PASSAGE SHOWN:
======
@Hip Not everything that goes wrong with us is going to be related to a virus or an infection.
I already indicated that I accept that stress and psychosocial factors are involved, but my view is that you just don't stop looking for other possible causal factors just because you have found one factor. Diseases are often multifactorial.
Even with ME/CFS, if enteroviral or EBV infection turn out to be the primary cause, it is still likely that ME/CFS etiology is multifactorial, and a virus alone may not trigger it. It may require the presence of several other factors in tandem with a virus to trigger ME/CFS.
I'm not sure why you find this so difficult to understand. I'm guessing that you have never been in that position yourself otherwise you would get it.
Actually, I have been in a similar position myself, which is what has informed my ideas about burnout and nervous breakdowns.
Long before I had ME/CFS, I was hit by what seemed to be a kind or nervous breakdown / generalized anxiety disorder. I was working as a digital media computer programmer, an interesting and quite low stress job that I really liked, and everything was going very well in my life (in terms of friends, relationships, etc). In fact it was one of the happiest and most interesting periods in my life.
======
PROMPT 1: In the forum post, what job did the writer hold when the breakdown-like episode began?
PROMPT 2: According to the forum post, why does the writer keep searching for other causes after accepting that stress and psychosocial factors play a part?
PROMPT 3: Continue the forum post about that earlier breakdown from where it stops.
======
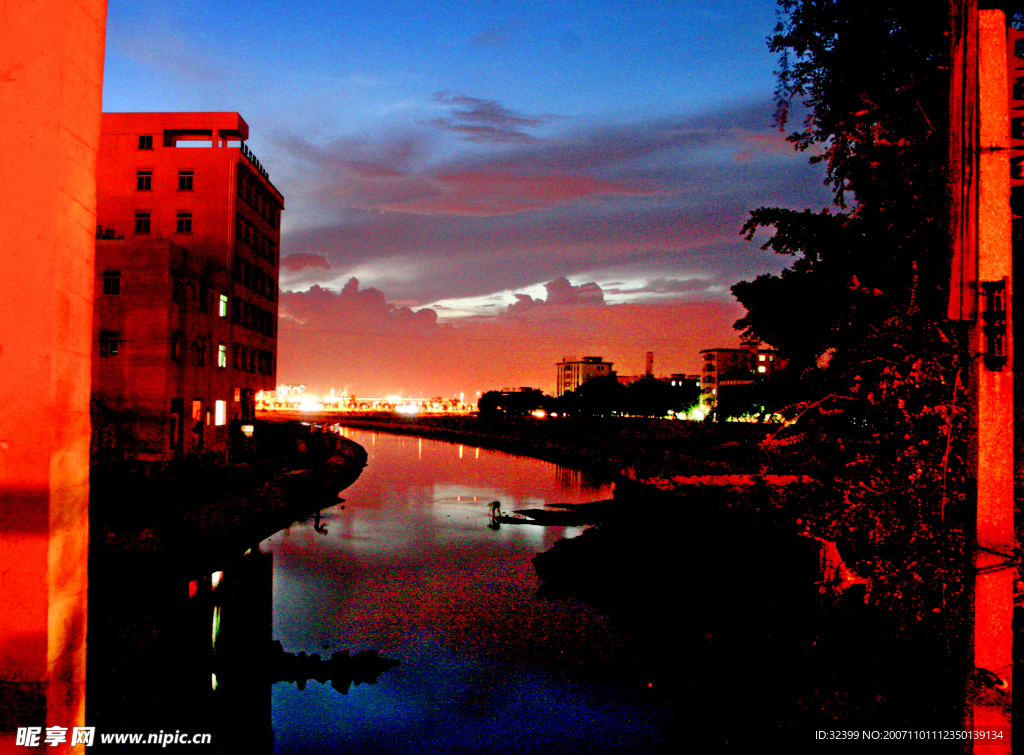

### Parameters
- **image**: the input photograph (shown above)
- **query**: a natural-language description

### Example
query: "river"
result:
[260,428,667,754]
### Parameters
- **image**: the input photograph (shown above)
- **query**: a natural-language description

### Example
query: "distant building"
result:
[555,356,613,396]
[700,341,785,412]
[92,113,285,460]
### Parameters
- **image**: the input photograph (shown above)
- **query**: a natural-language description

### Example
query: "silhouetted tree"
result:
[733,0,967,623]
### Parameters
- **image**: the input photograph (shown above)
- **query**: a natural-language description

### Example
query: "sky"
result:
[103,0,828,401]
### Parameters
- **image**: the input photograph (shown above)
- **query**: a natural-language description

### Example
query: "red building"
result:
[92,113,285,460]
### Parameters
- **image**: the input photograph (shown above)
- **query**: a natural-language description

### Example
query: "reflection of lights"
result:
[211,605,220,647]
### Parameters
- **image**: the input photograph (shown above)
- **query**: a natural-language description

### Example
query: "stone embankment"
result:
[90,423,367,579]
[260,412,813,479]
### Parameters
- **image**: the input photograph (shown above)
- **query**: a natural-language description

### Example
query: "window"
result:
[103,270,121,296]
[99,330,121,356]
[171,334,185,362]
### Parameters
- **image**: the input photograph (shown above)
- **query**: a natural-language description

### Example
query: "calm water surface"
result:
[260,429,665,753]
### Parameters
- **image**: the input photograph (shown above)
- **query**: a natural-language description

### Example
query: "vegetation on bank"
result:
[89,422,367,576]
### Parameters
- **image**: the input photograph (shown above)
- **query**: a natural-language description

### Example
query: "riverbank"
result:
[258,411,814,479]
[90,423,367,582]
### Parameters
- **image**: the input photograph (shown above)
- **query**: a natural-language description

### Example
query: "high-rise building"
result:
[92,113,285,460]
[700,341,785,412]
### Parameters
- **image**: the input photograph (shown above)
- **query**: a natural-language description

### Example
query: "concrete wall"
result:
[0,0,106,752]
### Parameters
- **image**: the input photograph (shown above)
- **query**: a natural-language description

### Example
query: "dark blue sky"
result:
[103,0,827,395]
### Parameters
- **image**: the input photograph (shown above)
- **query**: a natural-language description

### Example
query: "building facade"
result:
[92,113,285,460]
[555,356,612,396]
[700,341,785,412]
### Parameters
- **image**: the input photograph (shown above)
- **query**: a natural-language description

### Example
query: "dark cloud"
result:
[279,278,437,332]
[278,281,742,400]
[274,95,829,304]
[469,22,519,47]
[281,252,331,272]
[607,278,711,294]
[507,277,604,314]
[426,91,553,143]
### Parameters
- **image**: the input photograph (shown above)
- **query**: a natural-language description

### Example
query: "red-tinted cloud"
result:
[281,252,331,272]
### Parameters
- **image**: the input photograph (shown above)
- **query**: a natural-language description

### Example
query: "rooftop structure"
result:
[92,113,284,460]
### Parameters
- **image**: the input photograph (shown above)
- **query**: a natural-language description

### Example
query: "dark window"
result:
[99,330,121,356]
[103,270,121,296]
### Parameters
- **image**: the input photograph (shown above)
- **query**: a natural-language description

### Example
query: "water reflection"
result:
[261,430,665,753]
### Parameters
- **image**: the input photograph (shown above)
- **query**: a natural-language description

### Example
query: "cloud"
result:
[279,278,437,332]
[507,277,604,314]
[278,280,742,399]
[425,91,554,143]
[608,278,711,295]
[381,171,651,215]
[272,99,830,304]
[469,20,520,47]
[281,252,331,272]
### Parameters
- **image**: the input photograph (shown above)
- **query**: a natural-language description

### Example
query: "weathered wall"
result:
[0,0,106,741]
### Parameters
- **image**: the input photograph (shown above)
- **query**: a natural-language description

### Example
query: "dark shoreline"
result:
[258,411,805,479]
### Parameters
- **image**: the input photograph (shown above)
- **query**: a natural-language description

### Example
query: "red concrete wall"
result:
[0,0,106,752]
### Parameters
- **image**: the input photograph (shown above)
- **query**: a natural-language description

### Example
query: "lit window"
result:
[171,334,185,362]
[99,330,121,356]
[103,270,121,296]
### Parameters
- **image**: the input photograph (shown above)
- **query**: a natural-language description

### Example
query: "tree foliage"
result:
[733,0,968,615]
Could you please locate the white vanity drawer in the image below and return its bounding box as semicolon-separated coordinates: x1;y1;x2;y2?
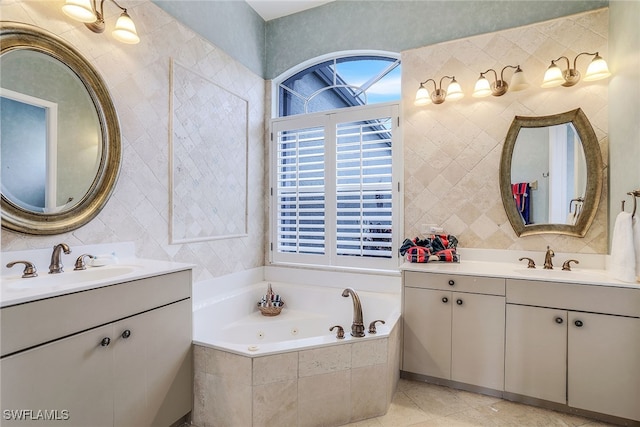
======
FINAL ANSWER 1: The writer was working as a digital media computer programmer.

FINAL ANSWER 2: The writer holds that diseases are often multifactorial, so finding one factor is no reason to stop looking for others. Even if a virus turns out to be the primary cause of ME/CFS, several other factors may need to be present alongside it to trigger the illness.

FINAL ANSWER 3:
Then out of the blue, for no apparent reason, I started to develop significant anxiety. I began to inexplicably become fearful of flying, and I developed a weird autism-like anxiety when meeting people socially. Being with friends or work colleagues became a horrible ordeal of anxiety; normal conversation and social interaction triggered this autism-like mental tension (except for some reason when I was with my long term girlfriend, or with close family). (This is not what is classed as social anxiety; that is quite a different thing.)
I struggled on, but eventually the autism-like anxiety made my work almost impossible, because all face to face social interactions became very difficult, and so I dropped out of doing work more and more (I was working freelance on short term contracts of a few months, and started to take on less and less work, because it was too much for me). My work also became difficult because my illness affected my cognitive performance. And I had increasing fatigue, making it hard to get up in the morning. And I had some mild depression.
My worldview also turned quite bleak and cynical. I am usually very optimistic, but suddenly I became pessimistic about the world and the people around me. I started to think that everyone's motivations were rather base and cynical.
Along with these mental symptoms, I also developed physical symptoms: chronic severe diarrhea (which lasted for many years), which I think was IBS-D. And very tense muscles throughout my body. It is possible that the mental symptoms could have been the result of severe IBS, because anxiety and depression can come along with IBS. However, my mental symptoms were strong enough to destroy my career, and eventually my relationship with my girlfriend (which had been going very well for many years until I became ill), so I tend to think of my experience as a kind of nervous breakdown.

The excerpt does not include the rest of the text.